### Questions
[a] According to the forum reply on training roles, why can't a Training Officer's actual duties be known from the job title alone?
[b] List every training-related job role or title mentioned in the forum exchange on training roles.
[c] Pick up the forum reply on training roles after its final sentence and continue it for one or two paragraphs.

### Text segment
======

I may already be performing a consultants role as a Training Officer without knowing it, though how would I show this to someone else?

Any views/thoughts would be greatly appreciated.

Regards,

John.

2 Responses

  1. Job titles, roles and progression

    John

    Unfortunetly job titles can mean very different things in different organisations. I know that Training Officer ranges from an instructor type role right up to a head of training. However, I think we can make some general assumptions – with all the usual words of caution that go with any assumption.

    A typical ‘trainer’ role is traditionally one focused on delivering courses. Depending on the topic and the context this can range from instructuion through to facilitation. Some technical training retains a high instructional component – and when done well is great, there is an art to it even though it is often looked down upon by advocates of more modern approaches. Most management and interpersonal skills training these days is far mor interactive, experiential and the trainer is mainly a facilitator (but with good knowledge behind that in order to be most effective). In both areas there is an increase in blended learning which takes the trainer into other methods and skills, especially if they have a design role.

======

(Items from a dataset)
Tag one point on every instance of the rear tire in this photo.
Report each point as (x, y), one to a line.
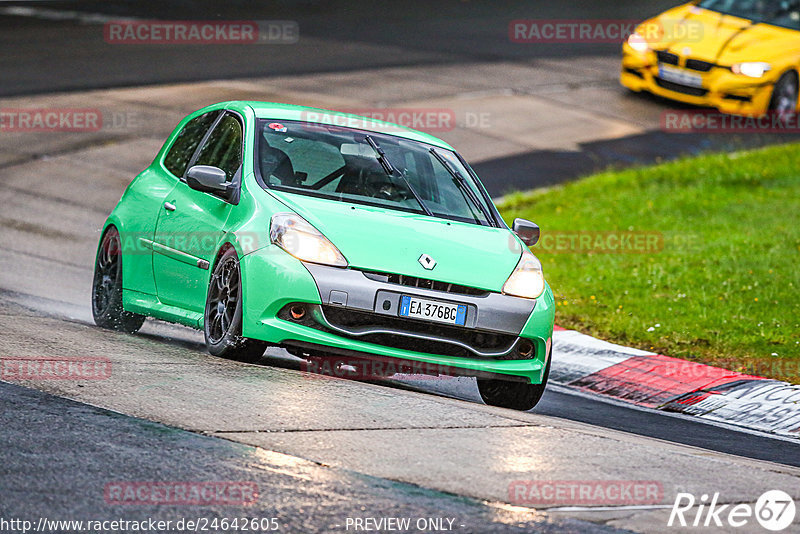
(513, 395)
(222, 320)
(107, 287)
(784, 97)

======

### Expected responses
[a] Job titles can mean very different things in different organisations. The title Training Officer ranges from an instructor-type role right up to a head of training.

[b]
- consultant
- Training Officer
- instructor
- head of training
- trainer
- facilitator

[c]
    Most modern trainers have a degree of involvement in talking with clients, doing diagnostic work, designing in evaluation, marketing and so on. But I think the L&D consultant takes this to the next level.

    L&D consultant roles are also quite variable with some doing no course delivery at all. But I will take a mid-line approach in describing what an L&D consultant might typically do. They would be out and about in the business operating more like a business partner. They would advise, help with diagnosis including organisational needs analysis rather than just at a team or individual level, they might run some events particularly things like Action Learning sets or Peer Reviews, they might help source or procure appropriate solutions, they might work with LMs to help embedded the learning and address performance issues, they would track business benefits and look to make sure future L&D actions were best value, and they might operate outside of traditional L&D boundaries addressing organisational performance issues for example. In many respects they need a mindset and skill set like that of an external consultant whilst retaining a deep knowledge of the organisation, the culture, how to get things done, and who needs to be kept involved.

    Although 20 yrs old, still one of the best books on this, especially if you are looking to progress into the consultancy role, is ‘A consultancy approach for trainers’ by Keri Phillips and Patricia Shaw. You probably can still get used copies from Amazon and other such sources.